• _Your goal_: Can you change "whole pixels" to "integer pixels" in each of the items below and reproduce them with everything else unchanged?

• _Exercise input_:
..............................

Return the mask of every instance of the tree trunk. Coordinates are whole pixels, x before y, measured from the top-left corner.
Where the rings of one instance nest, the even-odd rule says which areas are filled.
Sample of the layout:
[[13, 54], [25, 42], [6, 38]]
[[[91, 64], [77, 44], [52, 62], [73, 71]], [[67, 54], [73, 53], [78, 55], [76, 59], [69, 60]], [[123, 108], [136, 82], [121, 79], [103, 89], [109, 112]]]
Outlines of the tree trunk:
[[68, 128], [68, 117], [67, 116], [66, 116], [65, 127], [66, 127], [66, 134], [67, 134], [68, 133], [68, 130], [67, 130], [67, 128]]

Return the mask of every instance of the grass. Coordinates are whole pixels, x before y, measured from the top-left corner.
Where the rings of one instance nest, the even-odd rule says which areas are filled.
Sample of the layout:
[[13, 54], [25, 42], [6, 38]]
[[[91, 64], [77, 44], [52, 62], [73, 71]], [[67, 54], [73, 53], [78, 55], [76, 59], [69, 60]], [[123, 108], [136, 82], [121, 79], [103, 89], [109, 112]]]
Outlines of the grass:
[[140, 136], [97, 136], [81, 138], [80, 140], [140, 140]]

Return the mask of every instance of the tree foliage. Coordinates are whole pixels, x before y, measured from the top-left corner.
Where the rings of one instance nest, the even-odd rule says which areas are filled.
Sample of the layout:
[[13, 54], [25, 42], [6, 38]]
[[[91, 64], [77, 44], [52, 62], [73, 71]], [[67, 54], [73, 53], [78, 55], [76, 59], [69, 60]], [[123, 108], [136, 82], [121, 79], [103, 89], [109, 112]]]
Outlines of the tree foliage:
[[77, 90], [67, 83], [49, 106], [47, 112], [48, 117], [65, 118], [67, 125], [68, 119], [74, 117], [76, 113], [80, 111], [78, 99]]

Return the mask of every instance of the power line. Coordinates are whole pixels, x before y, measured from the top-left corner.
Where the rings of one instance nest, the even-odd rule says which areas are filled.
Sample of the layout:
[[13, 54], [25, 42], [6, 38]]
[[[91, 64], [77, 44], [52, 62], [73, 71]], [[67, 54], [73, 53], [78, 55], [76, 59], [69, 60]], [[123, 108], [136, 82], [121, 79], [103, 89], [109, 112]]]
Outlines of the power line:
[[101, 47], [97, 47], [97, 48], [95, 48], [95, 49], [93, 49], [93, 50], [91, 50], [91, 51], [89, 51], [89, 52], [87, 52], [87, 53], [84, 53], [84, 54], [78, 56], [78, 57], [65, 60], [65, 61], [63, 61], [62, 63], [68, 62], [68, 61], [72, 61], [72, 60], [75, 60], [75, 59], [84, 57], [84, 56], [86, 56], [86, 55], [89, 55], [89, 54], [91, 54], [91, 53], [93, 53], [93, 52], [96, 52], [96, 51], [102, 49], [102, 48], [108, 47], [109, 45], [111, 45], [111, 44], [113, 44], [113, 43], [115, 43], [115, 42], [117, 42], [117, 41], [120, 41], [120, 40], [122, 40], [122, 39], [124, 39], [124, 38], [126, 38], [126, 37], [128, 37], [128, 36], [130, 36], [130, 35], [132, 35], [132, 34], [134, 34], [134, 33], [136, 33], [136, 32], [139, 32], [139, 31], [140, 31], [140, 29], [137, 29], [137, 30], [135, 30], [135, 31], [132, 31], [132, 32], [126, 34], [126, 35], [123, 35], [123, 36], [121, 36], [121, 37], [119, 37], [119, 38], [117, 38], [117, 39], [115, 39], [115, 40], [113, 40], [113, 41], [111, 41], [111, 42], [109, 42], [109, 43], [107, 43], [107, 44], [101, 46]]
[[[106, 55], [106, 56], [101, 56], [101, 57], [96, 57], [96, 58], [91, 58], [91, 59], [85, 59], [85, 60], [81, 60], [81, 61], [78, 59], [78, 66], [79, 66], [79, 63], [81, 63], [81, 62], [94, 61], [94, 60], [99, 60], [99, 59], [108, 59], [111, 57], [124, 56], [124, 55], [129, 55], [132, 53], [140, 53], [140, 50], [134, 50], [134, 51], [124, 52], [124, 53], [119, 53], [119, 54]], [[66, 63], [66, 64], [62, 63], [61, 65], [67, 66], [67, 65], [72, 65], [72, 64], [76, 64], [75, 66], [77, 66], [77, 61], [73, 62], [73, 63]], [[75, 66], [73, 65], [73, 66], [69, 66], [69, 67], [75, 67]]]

..............................

• _Solution for this problem_:
Return the mask of every instance of the tree trunk. Coordinates are integer pixels, x before y, measured from the top-left corner.
Where the rings of one instance nest, the even-odd rule says which areas are filled.
Sample of the layout:
[[13, 54], [25, 42], [6, 38]]
[[[91, 64], [77, 44], [52, 62], [73, 71]], [[67, 54], [73, 53], [78, 55], [76, 59], [69, 60]], [[123, 108], [136, 82], [121, 79], [103, 89], [109, 112]]]
Outlines of the tree trunk:
[[68, 128], [68, 117], [67, 116], [66, 116], [65, 127], [66, 127], [66, 134], [67, 134], [68, 133], [68, 130], [67, 130], [67, 128]]

Return the mask of every instance of the grass. Coordinates are integer pixels, x before y, measured from the top-left corner.
Where the rings of one instance nest, the even-odd rule says which areas are filled.
Sample of the layout:
[[13, 54], [25, 42], [6, 38]]
[[[91, 64], [77, 44], [52, 62], [73, 71]], [[67, 54], [73, 53], [78, 55], [76, 59], [69, 60]], [[123, 108], [136, 82], [121, 79], [103, 89], [109, 112]]]
Outlines of the grass:
[[140, 136], [97, 136], [81, 138], [80, 140], [140, 140]]

Return the mask of every instance of the tree foliage. Coordinates are integer pixels, x before y, measured from the top-left corner.
Where the rings of one instance nest, the even-odd rule says which areas are filled.
Sample of the layout:
[[13, 54], [25, 42], [6, 38]]
[[[91, 64], [77, 44], [52, 62], [73, 71]], [[67, 54], [73, 53], [78, 55], [76, 59], [69, 60]], [[123, 108], [136, 82], [121, 79], [103, 89], [109, 112]]]
Outlines of the tree foliage:
[[77, 90], [67, 83], [49, 106], [47, 112], [48, 117], [65, 118], [67, 125], [68, 119], [74, 117], [76, 113], [80, 111], [78, 99]]

Return the mask of every instance of the power line. Coordinates are integer pixels, x before y, measured from the top-left corner.
Where the rings of one instance nest, the even-odd rule says which areas are filled.
Sample of the layout:
[[13, 54], [25, 42], [6, 38]]
[[[91, 64], [77, 44], [52, 62], [73, 71]], [[67, 54], [73, 53], [78, 55], [76, 59], [69, 60]], [[123, 108], [136, 82], [121, 79], [103, 89], [109, 112]]]
Outlines of the power line:
[[101, 47], [97, 47], [97, 48], [95, 48], [95, 49], [93, 49], [93, 50], [91, 50], [91, 51], [89, 51], [89, 52], [87, 52], [87, 53], [84, 53], [84, 54], [78, 56], [78, 57], [65, 60], [65, 61], [63, 61], [62, 63], [68, 62], [68, 61], [72, 61], [72, 60], [75, 60], [75, 59], [84, 57], [84, 56], [86, 56], [86, 55], [89, 55], [89, 54], [91, 54], [91, 53], [93, 53], [93, 52], [96, 52], [96, 51], [102, 49], [102, 48], [108, 47], [109, 45], [111, 45], [111, 44], [113, 44], [113, 43], [115, 43], [115, 42], [117, 42], [117, 41], [120, 41], [120, 40], [122, 40], [122, 39], [124, 39], [124, 38], [126, 38], [126, 37], [128, 37], [128, 36], [130, 36], [130, 35], [132, 35], [132, 34], [134, 34], [134, 33], [136, 33], [136, 32], [139, 32], [139, 31], [140, 31], [140, 29], [137, 29], [137, 30], [135, 30], [135, 31], [132, 31], [132, 32], [126, 34], [126, 35], [123, 35], [123, 36], [121, 36], [121, 37], [119, 37], [119, 38], [117, 38], [117, 39], [115, 39], [115, 40], [113, 40], [113, 41], [111, 41], [111, 42], [109, 42], [109, 43], [107, 43], [107, 44], [101, 46]]
[[[106, 55], [106, 56], [101, 56], [101, 57], [96, 57], [96, 58], [91, 58], [91, 59], [85, 59], [85, 60], [81, 60], [81, 61], [78, 59], [78, 66], [79, 66], [79, 63], [81, 63], [81, 62], [94, 61], [94, 60], [99, 60], [99, 59], [108, 59], [111, 57], [124, 56], [124, 55], [129, 55], [132, 53], [140, 53], [140, 50], [134, 50], [134, 51], [124, 52], [124, 53], [119, 53], [119, 54]], [[66, 63], [66, 64], [62, 63], [61, 65], [67, 66], [67, 65], [72, 65], [72, 64], [76, 64], [75, 66], [77, 66], [77, 61], [73, 62], [73, 63]], [[75, 66], [73, 65], [73, 66], [69, 66], [69, 67], [75, 67]]]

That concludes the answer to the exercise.